= Exercise =
Search the records for the string "dirt", and show each line where it appears.

(Extracted data Opens)

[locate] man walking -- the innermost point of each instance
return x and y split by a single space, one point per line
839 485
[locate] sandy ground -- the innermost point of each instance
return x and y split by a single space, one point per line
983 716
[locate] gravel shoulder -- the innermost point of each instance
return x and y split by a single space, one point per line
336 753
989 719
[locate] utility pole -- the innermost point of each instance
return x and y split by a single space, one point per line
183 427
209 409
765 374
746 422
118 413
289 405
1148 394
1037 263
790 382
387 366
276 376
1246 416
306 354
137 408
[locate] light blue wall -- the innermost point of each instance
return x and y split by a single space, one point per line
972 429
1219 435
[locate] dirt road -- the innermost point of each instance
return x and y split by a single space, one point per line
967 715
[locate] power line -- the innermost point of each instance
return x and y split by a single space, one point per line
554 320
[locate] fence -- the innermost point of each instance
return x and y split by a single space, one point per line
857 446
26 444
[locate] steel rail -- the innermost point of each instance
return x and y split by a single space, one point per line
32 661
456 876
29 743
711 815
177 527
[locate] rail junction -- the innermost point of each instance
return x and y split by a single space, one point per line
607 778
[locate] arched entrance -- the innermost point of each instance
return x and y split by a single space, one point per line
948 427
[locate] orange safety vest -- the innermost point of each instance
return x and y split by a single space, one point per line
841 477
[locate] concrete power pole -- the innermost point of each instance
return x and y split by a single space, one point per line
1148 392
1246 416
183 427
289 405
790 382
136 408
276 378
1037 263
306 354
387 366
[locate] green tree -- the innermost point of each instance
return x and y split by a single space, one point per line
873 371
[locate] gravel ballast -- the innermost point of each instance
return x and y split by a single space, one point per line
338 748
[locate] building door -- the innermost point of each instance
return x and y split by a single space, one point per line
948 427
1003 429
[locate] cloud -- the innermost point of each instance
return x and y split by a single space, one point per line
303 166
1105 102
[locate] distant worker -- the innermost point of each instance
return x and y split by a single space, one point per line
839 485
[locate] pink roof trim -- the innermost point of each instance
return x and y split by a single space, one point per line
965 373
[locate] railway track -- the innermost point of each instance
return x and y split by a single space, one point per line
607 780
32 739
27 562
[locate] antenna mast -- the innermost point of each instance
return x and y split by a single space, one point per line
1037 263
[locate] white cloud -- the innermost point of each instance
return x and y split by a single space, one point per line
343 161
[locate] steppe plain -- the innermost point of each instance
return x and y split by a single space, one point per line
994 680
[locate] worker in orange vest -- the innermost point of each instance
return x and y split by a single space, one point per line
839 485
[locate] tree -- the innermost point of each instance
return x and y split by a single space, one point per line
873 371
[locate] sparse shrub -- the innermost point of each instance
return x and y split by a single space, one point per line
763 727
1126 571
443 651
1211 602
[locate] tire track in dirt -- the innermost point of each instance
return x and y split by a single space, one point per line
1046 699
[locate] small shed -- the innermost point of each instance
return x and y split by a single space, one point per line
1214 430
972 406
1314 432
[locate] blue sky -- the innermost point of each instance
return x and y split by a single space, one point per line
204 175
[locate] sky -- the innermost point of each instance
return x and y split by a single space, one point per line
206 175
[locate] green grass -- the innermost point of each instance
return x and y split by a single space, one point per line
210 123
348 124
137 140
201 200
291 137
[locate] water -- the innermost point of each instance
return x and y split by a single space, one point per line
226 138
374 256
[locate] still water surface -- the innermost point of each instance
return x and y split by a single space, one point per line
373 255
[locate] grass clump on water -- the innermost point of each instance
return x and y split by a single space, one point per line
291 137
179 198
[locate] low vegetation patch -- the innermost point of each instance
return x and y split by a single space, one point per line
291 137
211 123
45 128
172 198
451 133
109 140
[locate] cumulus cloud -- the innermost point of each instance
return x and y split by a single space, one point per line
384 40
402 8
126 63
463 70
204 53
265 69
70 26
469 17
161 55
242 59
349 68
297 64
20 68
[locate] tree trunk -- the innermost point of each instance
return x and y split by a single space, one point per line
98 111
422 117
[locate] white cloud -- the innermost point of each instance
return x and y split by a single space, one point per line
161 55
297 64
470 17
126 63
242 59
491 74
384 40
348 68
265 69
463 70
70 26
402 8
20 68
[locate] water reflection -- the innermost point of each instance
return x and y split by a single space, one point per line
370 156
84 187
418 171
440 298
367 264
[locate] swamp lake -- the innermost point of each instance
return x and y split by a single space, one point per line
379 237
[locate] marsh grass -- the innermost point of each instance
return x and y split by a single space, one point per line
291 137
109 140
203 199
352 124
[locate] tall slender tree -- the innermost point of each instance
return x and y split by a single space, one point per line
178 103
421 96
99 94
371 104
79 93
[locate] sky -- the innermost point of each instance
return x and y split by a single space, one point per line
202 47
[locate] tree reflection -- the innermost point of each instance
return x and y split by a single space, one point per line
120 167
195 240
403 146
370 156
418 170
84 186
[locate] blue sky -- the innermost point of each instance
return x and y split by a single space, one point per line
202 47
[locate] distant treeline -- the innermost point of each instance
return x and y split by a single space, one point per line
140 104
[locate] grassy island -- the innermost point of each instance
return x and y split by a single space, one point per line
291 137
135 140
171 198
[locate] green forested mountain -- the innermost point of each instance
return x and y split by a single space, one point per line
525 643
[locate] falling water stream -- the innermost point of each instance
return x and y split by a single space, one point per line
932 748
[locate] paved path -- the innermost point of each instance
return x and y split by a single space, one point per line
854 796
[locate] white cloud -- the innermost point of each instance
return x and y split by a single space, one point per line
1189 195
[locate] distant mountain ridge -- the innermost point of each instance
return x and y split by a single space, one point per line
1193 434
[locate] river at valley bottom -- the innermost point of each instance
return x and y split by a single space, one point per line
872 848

(Extracted data Closes)

= Final answer =
[locate] dirt road -- the innermost point of each instance
[locate] tire track in dirt -- the innermost point of each instance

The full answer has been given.